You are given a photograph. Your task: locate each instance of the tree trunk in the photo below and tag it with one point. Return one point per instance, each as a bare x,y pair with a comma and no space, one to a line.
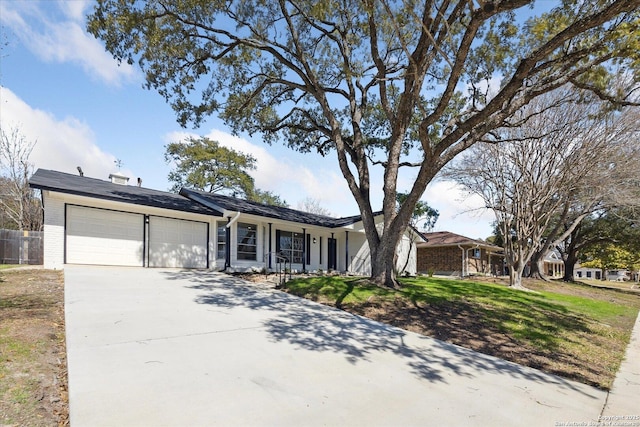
569,266
383,271
536,271
515,275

###

WORK TASK
For this exercise, write out the listing verbatim and leave every image out.

TASK SOLUTION
You are given a photograph. Your task: locate each instance of the tree trunk in the photo below and tag it with one point. Return one point per instance, each as a bare x,y pair with a comma and no space, one to a line.
569,266
383,271
536,271
515,275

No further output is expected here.